- GIVEN TASK:
Express the data as a two-column CSV with the headers "prompt" and "response", one row per request. Start at the line containing "Where can the car" and continue through the end of the data. Put each field in quotes and replace line breaks with spaces.

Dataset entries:
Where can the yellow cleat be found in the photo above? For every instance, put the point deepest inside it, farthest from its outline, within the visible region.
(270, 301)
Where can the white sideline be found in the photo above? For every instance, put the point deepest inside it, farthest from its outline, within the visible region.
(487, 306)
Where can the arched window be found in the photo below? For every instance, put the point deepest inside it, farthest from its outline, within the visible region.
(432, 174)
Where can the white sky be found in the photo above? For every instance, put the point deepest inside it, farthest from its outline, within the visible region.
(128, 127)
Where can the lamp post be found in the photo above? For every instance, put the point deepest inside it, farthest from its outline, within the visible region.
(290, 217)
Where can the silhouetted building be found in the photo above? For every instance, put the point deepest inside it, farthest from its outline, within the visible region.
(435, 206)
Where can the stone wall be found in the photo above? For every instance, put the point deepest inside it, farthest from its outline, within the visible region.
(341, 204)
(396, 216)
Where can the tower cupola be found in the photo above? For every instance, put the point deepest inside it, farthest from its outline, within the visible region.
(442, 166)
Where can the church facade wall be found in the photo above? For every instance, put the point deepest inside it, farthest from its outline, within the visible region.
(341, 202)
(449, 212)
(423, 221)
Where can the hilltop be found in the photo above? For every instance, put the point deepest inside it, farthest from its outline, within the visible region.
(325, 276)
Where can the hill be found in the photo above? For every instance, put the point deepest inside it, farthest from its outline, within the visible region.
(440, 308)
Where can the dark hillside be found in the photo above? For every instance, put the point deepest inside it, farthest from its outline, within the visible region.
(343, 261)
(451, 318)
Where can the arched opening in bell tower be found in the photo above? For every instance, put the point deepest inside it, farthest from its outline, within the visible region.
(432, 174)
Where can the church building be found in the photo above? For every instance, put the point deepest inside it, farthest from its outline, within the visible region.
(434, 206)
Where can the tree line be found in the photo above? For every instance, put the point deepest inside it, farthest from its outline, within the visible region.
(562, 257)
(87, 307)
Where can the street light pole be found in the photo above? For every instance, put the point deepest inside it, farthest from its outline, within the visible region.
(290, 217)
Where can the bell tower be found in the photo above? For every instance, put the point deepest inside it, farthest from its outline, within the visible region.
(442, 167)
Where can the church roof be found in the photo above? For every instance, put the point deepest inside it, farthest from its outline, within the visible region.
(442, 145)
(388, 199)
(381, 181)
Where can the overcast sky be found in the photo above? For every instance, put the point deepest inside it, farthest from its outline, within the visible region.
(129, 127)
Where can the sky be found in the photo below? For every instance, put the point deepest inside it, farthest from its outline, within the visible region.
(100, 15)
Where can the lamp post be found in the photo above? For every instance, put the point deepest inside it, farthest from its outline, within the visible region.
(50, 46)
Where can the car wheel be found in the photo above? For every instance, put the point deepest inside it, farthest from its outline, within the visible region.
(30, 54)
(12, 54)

- TASK RESULT:
prompt,response
"Where can the car wheel be found in the photo above? For every instance, put the point deepest inside it, farthest from its outline, within the visible region.","(30, 54) (12, 54)"